Reproduce verbatim every line from the one that includes "scooter in this photo." to the closing line of the entries; omit everything before it.

**Point-based annotation data**
+ + + + +

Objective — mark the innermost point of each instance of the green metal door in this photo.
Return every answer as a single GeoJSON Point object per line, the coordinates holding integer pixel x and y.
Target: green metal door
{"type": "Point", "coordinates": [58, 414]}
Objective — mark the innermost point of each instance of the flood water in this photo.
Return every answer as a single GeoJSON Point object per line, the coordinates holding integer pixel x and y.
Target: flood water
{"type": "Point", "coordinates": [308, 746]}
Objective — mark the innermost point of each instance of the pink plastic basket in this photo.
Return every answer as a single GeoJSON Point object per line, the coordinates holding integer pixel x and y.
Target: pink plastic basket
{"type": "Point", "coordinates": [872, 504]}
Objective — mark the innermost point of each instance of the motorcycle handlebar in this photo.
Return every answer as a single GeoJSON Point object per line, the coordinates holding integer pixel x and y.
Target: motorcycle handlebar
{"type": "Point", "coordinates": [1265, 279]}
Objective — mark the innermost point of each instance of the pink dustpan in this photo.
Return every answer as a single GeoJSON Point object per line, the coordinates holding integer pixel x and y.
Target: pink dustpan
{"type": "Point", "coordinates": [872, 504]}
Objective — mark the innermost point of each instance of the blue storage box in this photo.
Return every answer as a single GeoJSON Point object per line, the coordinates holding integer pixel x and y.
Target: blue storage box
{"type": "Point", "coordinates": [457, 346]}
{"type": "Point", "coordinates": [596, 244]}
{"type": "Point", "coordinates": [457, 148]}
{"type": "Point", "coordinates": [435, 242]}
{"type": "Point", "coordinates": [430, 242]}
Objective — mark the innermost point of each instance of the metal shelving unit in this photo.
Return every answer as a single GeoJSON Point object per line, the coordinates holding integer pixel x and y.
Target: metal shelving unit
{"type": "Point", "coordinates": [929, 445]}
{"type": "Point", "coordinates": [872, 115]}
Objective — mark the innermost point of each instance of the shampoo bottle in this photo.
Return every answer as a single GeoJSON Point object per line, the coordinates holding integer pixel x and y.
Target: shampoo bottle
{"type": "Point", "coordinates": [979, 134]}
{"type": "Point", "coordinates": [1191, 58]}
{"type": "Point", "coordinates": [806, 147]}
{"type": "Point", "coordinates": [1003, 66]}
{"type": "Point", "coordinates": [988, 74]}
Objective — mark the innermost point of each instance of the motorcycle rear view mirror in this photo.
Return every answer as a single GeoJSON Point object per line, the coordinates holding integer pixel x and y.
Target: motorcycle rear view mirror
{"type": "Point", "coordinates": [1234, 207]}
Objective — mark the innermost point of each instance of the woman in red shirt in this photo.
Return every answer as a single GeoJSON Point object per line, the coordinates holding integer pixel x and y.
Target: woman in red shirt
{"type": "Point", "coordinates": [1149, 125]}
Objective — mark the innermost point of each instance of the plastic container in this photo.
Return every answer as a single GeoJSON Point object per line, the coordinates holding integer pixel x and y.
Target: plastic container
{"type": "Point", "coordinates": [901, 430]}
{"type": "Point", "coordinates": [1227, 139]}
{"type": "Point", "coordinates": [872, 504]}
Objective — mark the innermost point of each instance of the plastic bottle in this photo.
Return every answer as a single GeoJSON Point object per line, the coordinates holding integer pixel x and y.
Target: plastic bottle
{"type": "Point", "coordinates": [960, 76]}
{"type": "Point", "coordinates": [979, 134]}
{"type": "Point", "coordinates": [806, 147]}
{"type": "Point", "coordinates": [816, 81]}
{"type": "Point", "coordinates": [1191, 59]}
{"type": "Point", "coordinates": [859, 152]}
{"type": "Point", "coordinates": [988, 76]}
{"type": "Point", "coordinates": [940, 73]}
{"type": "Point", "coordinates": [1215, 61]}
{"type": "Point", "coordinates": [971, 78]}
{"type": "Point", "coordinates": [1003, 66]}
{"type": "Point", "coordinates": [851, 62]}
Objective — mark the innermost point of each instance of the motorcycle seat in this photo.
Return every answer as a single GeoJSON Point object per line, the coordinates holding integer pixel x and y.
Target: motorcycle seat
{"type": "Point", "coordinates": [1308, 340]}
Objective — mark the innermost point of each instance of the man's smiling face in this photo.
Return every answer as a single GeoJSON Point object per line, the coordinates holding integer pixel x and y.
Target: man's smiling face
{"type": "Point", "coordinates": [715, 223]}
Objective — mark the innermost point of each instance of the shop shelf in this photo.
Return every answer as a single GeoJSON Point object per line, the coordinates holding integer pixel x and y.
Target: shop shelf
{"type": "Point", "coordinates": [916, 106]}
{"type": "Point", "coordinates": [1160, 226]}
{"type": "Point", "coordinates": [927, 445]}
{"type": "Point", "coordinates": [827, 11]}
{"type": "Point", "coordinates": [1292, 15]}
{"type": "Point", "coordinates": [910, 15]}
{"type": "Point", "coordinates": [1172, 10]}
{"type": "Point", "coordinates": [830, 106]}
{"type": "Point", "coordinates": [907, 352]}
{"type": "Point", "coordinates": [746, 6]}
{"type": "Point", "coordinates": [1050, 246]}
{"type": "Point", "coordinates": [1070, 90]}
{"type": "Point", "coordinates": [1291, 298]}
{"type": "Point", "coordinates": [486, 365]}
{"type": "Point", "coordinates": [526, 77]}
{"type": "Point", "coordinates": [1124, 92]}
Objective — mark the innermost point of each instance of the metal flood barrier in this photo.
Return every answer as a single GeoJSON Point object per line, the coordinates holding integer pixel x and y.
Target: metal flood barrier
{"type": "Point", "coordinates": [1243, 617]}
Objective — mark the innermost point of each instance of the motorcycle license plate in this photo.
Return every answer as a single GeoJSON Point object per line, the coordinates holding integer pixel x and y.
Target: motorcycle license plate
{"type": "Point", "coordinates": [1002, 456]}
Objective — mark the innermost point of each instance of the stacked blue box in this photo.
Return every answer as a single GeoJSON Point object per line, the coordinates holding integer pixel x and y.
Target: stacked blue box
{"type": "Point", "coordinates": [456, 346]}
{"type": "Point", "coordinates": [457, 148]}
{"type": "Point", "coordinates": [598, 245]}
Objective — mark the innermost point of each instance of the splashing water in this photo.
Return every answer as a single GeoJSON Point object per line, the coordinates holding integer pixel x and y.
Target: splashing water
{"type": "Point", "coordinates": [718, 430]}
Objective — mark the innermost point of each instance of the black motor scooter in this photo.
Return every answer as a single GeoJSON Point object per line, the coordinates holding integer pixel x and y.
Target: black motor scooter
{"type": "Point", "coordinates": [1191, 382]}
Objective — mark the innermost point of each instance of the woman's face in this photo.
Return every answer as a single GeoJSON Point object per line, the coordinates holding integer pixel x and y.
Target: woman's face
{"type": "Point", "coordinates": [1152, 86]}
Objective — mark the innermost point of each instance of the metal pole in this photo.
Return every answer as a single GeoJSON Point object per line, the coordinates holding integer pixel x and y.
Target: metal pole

+ + + + +

**Answer for this exercise**
Objective — mark the innermost point of each instance of the black motor scooter in this photo.
Return every answer as a single GeoJSON Point object per line, the coordinates holding integer pixel x and y.
Target: black motor scooter
{"type": "Point", "coordinates": [1191, 382]}
Objective — mark the innermost point of each instance of the woman's face in this photo.
Return every answer as a single GeoJSON Point object per line, the coordinates holding integer pixel x and y.
Target: woman's face
{"type": "Point", "coordinates": [1152, 86]}
Objective — mark the innermost point of each instance of the metal pole in this photo.
Return every answer as a single GeoJSON Point object per line, the coordinates holding integer pixel x and y.
Target: metal pole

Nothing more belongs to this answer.